## Begin The records

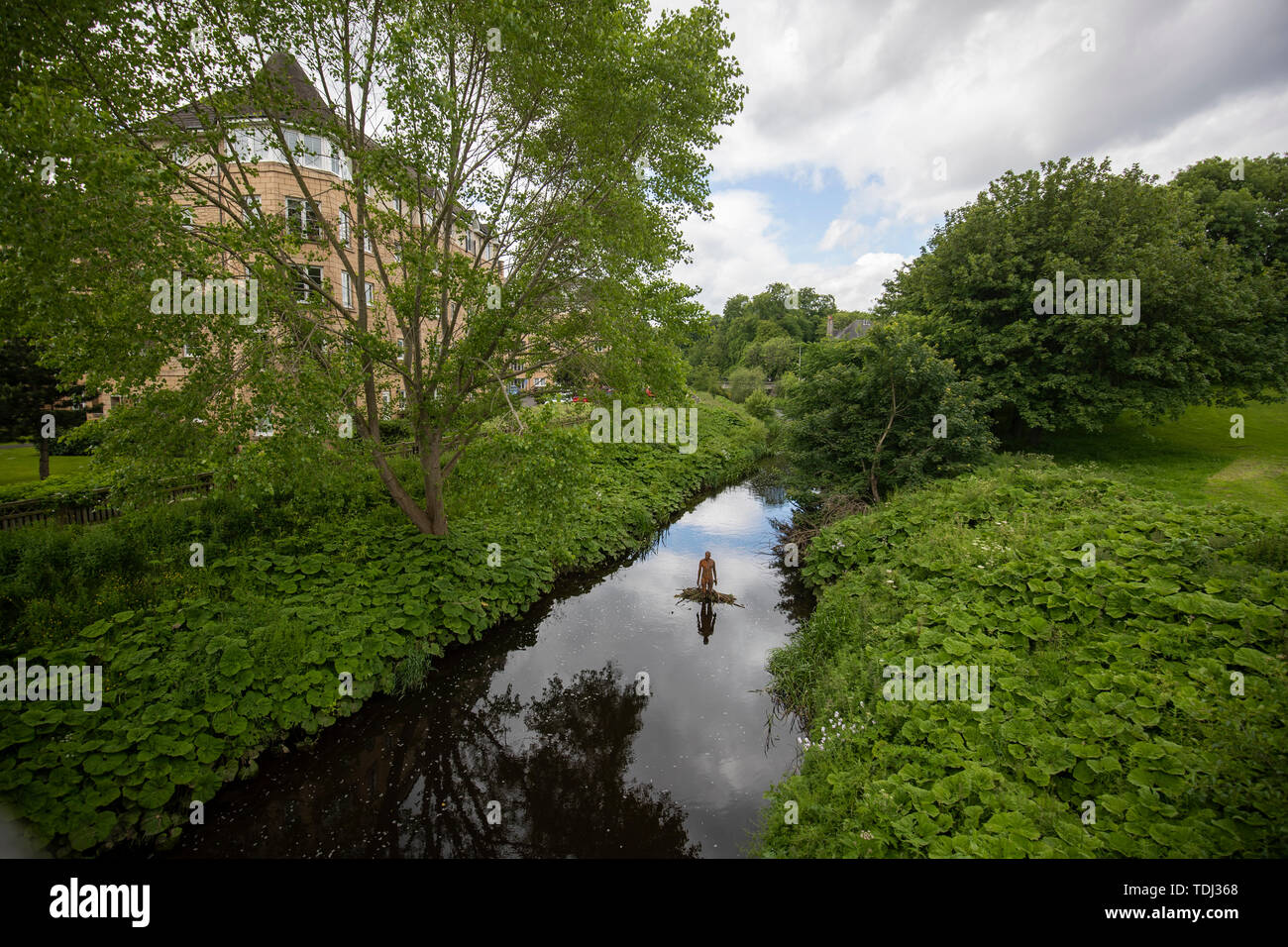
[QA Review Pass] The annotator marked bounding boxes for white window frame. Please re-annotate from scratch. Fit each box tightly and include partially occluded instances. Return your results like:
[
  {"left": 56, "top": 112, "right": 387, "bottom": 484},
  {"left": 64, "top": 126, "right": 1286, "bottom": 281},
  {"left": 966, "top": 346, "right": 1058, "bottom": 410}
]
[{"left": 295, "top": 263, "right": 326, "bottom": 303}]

## End The records

What is needed: Shift every bounding box coordinate in the answers up by 139, and reproduce all the lines of the records, requests included. Omit the pictures.

Output:
[QA Review Pass] The annotator marked bounding boxes for white window frame. Please re-annotate from scratch. Fit each box tightly and include partially occluded instances. Return your results like:
[
  {"left": 56, "top": 112, "right": 387, "bottom": 484},
  {"left": 64, "top": 126, "right": 1286, "bottom": 281},
  {"left": 966, "top": 346, "right": 1058, "bottom": 410}
]
[{"left": 434, "top": 402, "right": 465, "bottom": 442}]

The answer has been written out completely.